**SET PROBLEM:** Reproduce every line of the material below, requests included, with each coordinate in the answers scaled by 2.35 and rounded to the nearest whole number, halves rounded up; the numbers in the requests and in the format sample stay unchanged. Omit the pictures from the response.

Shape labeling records
== == ==

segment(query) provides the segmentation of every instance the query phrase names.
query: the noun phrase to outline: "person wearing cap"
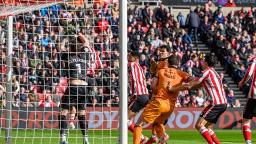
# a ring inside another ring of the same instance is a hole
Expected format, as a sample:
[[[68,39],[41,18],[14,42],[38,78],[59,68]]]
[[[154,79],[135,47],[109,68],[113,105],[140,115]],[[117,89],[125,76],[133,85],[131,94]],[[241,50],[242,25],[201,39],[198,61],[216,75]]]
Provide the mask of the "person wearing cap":
[[[135,5],[134,9],[132,10],[132,13],[134,18],[136,19],[137,21],[141,21],[142,18],[142,14],[141,13],[141,11],[139,10],[139,6]]]
[[[227,3],[226,3],[225,7],[236,7],[236,5],[233,0],[228,0]]]
[[[200,18],[198,15],[195,13],[191,9],[190,9],[190,13],[188,15],[186,24],[188,26],[188,35],[191,38],[192,30],[194,31],[194,36],[195,37],[195,44],[197,44],[197,29],[200,25]],[[189,43],[191,43],[189,42]]]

== == ==

**RESULT OF THIS EXERCISE:**
segment(query) provides the segmentation of every instance the query phrase names.
query: the noun phrase to outline: "person wearing cap"
# a ring inside another ring of the same instance is a hole
Expected format, as a sample:
[[[68,39],[41,18],[14,42],[38,78],[59,68]]]
[[[154,79],[135,47],[109,68],[113,105],[140,115]],[[117,89],[125,76],[133,85],[131,94]],[[241,50],[242,25],[201,39],[198,61],[216,75]]]
Provide the mask of the "person wearing cap":
[[[317,12],[315,21],[310,24],[310,31],[315,42],[320,45],[322,49],[331,49],[334,42],[334,33],[331,31],[331,26],[327,24],[327,14]]]
[[[533,7],[531,7],[529,16],[555,16],[555,12],[548,0],[536,0]]]
[[[470,42],[465,35],[458,31],[449,21],[447,21],[447,31],[442,35],[437,56],[442,61],[442,82],[449,89],[451,71],[456,73],[456,85],[458,87],[458,103],[463,103],[463,68],[470,59]],[[444,101],[449,101],[444,99]]]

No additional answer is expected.